GIVEN PROBLEM: Output exactly the lines from the line with "Q: Pick out each instance of the paraglider pilot" through the end of the records below. Include nothing else.

[BEGIN]

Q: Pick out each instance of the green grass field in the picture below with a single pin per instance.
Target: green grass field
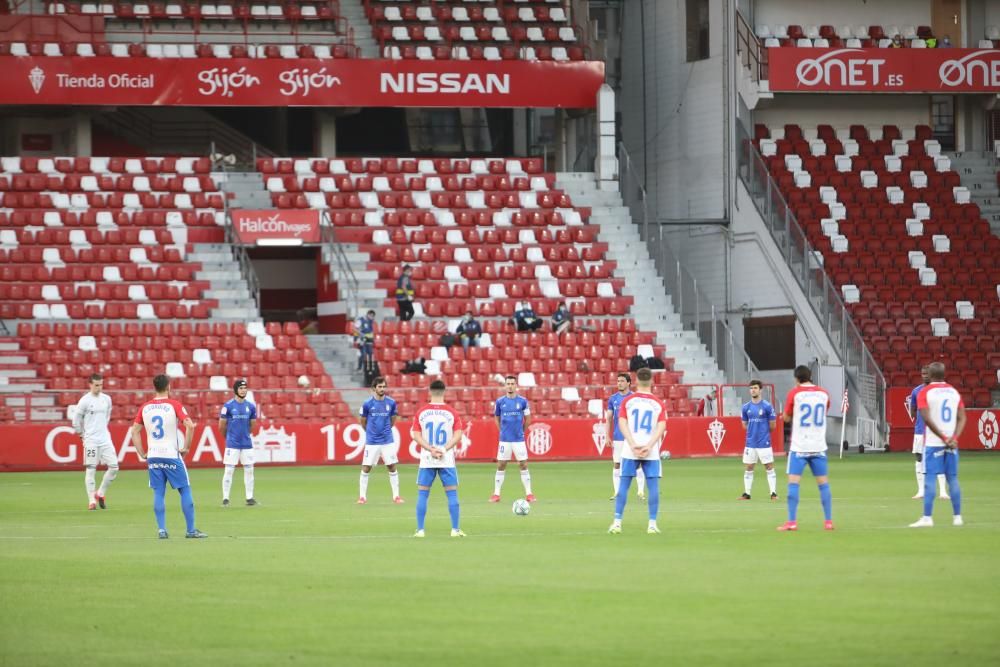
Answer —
(309, 577)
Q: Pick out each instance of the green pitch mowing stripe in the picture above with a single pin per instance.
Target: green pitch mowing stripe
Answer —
(309, 577)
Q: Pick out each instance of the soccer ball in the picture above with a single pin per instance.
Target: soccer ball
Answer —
(521, 507)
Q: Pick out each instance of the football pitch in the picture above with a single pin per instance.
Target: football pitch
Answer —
(309, 577)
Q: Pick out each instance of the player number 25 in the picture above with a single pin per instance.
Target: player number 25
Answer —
(817, 413)
(645, 423)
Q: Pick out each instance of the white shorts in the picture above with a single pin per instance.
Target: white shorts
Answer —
(518, 449)
(94, 455)
(753, 455)
(233, 457)
(388, 453)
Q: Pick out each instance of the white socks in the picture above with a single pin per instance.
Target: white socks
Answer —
(394, 483)
(526, 480)
(248, 480)
(91, 479)
(227, 481)
(109, 476)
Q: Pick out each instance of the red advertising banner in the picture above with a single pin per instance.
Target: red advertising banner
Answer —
(943, 71)
(255, 226)
(322, 83)
(55, 446)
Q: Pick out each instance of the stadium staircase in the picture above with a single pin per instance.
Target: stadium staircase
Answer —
(653, 309)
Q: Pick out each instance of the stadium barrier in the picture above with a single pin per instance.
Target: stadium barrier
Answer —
(29, 447)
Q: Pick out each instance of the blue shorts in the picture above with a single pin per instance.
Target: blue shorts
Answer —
(449, 476)
(650, 468)
(162, 471)
(797, 462)
(941, 461)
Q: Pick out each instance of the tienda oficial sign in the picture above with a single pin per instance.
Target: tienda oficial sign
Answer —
(260, 227)
(884, 70)
(346, 82)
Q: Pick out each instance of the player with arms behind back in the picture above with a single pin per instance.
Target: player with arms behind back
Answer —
(377, 416)
(237, 421)
(758, 421)
(617, 439)
(643, 421)
(437, 429)
(919, 428)
(512, 417)
(943, 411)
(90, 420)
(806, 408)
(160, 418)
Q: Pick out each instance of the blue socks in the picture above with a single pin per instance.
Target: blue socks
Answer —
(793, 501)
(622, 496)
(955, 491)
(160, 508)
(453, 507)
(187, 506)
(653, 491)
(827, 499)
(422, 495)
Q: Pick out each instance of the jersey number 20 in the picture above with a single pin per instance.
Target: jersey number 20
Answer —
(817, 413)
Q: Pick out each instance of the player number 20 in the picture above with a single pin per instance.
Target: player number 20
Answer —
(645, 423)
(816, 413)
(437, 435)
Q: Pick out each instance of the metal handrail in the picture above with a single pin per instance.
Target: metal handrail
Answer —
(824, 298)
(697, 312)
(346, 279)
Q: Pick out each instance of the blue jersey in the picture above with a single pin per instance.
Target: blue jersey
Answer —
(758, 417)
(918, 423)
(614, 403)
(238, 415)
(511, 412)
(379, 414)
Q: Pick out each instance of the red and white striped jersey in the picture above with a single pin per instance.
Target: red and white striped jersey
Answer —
(942, 402)
(161, 418)
(808, 405)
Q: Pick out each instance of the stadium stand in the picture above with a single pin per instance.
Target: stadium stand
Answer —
(898, 234)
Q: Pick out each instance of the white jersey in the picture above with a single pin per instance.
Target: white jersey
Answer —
(161, 417)
(808, 405)
(942, 402)
(91, 419)
(438, 423)
(642, 413)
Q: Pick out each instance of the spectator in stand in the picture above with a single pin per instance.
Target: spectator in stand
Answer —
(525, 318)
(404, 294)
(562, 319)
(469, 331)
(706, 406)
(364, 339)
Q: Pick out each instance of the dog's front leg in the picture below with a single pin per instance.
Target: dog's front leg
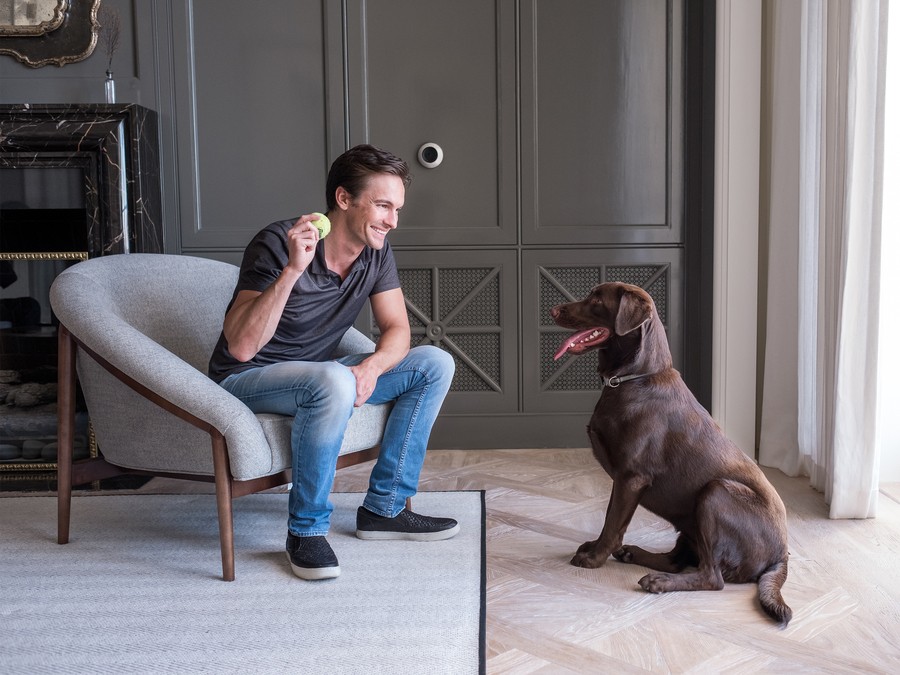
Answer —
(623, 502)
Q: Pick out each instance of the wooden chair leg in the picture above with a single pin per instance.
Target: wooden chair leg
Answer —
(65, 431)
(223, 503)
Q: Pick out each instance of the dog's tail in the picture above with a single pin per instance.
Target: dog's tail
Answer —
(770, 583)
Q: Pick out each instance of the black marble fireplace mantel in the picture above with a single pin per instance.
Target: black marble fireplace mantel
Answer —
(76, 181)
(116, 147)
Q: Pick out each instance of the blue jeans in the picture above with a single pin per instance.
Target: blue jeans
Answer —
(319, 396)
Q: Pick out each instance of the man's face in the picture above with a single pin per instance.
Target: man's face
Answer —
(374, 212)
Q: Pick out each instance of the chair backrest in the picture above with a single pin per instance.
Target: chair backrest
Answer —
(177, 301)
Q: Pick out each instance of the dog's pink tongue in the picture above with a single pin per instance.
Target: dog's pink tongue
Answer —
(570, 342)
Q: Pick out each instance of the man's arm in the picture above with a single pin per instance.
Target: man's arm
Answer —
(254, 316)
(389, 311)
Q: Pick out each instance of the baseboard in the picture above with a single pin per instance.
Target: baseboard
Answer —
(549, 430)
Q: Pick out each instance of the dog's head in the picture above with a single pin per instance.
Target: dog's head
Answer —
(619, 319)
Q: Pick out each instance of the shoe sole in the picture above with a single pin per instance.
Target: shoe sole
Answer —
(385, 535)
(314, 573)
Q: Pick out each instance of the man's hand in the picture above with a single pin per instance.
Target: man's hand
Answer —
(366, 376)
(301, 242)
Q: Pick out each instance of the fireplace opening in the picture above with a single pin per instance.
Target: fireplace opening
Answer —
(76, 182)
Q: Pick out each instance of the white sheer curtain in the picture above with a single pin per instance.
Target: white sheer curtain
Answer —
(819, 385)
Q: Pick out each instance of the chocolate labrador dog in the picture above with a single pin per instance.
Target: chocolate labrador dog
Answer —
(664, 452)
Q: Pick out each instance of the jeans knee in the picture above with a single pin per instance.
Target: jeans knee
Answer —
(337, 383)
(438, 364)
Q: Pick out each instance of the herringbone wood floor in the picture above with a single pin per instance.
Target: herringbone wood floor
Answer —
(546, 616)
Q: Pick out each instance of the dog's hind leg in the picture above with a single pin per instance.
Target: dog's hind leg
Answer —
(674, 561)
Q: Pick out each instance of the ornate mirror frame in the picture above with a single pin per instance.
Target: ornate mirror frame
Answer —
(69, 36)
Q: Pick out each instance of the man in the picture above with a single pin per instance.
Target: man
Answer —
(295, 298)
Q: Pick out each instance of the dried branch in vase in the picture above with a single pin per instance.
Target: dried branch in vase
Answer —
(110, 30)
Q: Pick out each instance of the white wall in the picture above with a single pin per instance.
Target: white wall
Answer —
(889, 355)
(738, 87)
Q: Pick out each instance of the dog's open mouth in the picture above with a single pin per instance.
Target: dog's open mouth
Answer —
(581, 342)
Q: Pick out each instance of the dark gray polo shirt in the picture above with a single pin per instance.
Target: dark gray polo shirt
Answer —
(320, 308)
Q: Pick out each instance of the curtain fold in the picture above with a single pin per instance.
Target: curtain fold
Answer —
(829, 433)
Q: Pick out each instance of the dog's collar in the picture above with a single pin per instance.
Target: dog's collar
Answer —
(616, 380)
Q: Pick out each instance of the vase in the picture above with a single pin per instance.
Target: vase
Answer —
(110, 88)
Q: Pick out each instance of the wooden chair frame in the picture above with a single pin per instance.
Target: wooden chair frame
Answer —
(72, 473)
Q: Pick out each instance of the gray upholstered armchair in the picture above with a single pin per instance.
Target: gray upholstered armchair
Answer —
(138, 329)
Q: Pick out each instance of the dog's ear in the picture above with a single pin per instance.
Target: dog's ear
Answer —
(635, 309)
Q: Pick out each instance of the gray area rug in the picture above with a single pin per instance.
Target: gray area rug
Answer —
(138, 589)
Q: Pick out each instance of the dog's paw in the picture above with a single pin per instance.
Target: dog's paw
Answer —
(624, 554)
(655, 582)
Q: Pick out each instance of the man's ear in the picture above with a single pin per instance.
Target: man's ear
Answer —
(342, 198)
(635, 309)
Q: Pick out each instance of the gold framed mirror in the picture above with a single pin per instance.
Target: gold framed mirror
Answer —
(48, 32)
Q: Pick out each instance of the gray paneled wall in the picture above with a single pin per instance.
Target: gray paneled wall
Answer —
(562, 129)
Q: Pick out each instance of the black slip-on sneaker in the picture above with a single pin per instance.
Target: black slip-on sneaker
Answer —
(405, 525)
(311, 557)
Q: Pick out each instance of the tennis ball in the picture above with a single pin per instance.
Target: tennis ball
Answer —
(322, 224)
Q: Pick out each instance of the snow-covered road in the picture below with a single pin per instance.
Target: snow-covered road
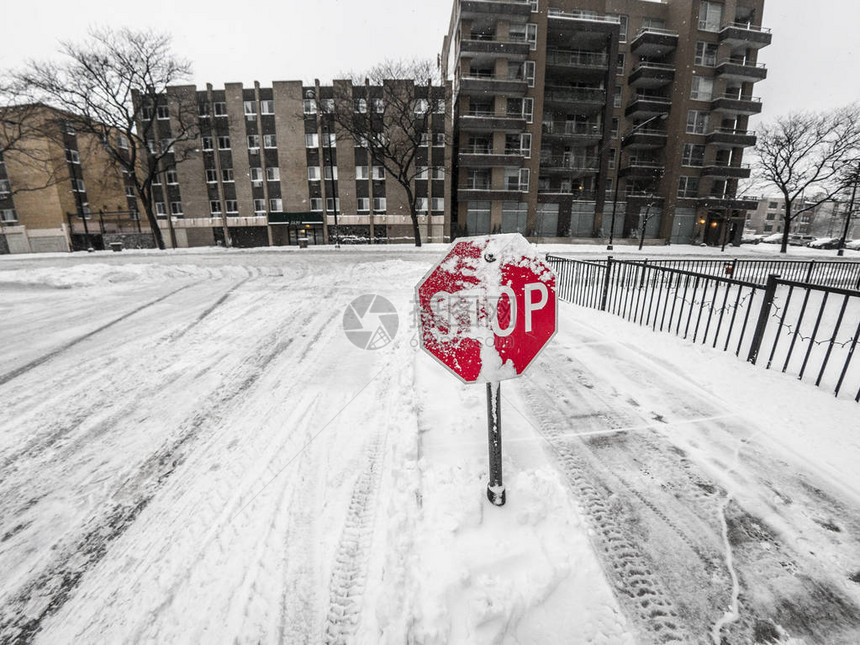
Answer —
(191, 450)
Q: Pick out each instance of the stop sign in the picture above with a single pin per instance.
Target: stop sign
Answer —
(488, 308)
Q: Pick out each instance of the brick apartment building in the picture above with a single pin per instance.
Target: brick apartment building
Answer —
(269, 168)
(560, 105)
(57, 185)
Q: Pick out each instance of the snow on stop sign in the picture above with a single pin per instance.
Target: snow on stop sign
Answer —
(488, 308)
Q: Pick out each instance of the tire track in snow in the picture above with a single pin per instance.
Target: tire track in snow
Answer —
(5, 378)
(22, 617)
(641, 592)
(349, 575)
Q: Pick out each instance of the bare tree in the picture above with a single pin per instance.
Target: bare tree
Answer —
(396, 122)
(808, 153)
(113, 86)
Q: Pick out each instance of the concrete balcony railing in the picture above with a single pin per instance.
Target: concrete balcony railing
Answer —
(748, 36)
(740, 71)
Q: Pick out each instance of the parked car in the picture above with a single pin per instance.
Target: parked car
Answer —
(824, 243)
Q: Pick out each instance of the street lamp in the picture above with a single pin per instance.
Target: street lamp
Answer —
(662, 117)
(850, 212)
(327, 134)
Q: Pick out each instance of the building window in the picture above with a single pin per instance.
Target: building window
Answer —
(710, 16)
(702, 89)
(694, 155)
(688, 187)
(706, 54)
(697, 122)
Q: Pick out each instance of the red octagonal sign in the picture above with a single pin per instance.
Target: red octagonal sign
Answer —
(488, 308)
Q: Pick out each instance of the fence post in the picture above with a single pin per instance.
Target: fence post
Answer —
(605, 291)
(763, 315)
(809, 271)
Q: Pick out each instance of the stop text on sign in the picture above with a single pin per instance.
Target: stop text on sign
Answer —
(487, 308)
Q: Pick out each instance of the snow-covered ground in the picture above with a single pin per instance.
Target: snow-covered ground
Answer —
(192, 450)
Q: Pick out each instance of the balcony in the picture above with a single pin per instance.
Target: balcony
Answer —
(583, 64)
(517, 11)
(745, 35)
(641, 170)
(645, 138)
(732, 105)
(570, 166)
(490, 122)
(576, 100)
(484, 48)
(651, 76)
(726, 171)
(643, 107)
(581, 133)
(740, 71)
(482, 85)
(747, 202)
(728, 138)
(480, 158)
(651, 42)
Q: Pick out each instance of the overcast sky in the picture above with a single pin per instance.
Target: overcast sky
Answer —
(812, 63)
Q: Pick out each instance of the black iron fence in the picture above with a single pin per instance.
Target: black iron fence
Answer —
(804, 329)
(827, 273)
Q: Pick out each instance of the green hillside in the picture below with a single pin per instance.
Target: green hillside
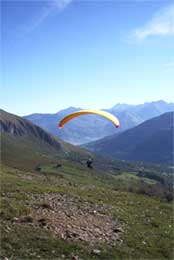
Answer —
(116, 210)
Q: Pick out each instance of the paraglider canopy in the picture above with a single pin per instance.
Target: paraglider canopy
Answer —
(105, 114)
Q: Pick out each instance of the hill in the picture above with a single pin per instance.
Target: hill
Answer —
(150, 141)
(114, 211)
(27, 145)
(90, 127)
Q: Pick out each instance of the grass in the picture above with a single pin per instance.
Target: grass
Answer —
(148, 232)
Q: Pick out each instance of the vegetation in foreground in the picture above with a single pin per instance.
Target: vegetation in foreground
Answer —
(70, 212)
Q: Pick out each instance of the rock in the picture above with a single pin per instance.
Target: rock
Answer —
(118, 229)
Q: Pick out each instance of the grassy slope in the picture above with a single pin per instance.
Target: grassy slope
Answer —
(148, 221)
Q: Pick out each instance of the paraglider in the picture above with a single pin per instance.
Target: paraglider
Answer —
(105, 114)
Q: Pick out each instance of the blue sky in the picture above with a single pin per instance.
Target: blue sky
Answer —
(90, 54)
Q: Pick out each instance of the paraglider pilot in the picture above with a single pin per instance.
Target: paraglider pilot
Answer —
(89, 163)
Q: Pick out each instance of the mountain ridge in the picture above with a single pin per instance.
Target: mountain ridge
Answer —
(90, 127)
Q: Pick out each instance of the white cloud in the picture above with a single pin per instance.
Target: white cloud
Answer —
(49, 8)
(162, 23)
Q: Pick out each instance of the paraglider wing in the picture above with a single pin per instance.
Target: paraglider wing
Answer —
(105, 114)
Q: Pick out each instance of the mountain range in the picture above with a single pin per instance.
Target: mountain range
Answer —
(23, 143)
(150, 141)
(89, 128)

[END]

PROBLEM SOLUTION:
Q: Pick out each instance of the paraglider pilot in the picture above with a single pin per instance.
Target: paraglider pilot
Answer —
(89, 163)
Q: Pick out each instance of the mountain ridge in the picture above with a single pin per instance.
Target: mountain ridge
Answer —
(90, 127)
Q: Pick out each instance of the white cloud in the picture above with a single pin per instance.
Target: white cloud
Answer —
(49, 8)
(162, 23)
Q: Pick out each instance of the paraglider wing in the picture above with a single pin per instance.
Target: paraglider wing
Answer —
(105, 114)
Q: Pick out each instance of the mountain range in the picture above with a single pin per instance.
Target: mountain range
Answer —
(23, 143)
(150, 141)
(89, 128)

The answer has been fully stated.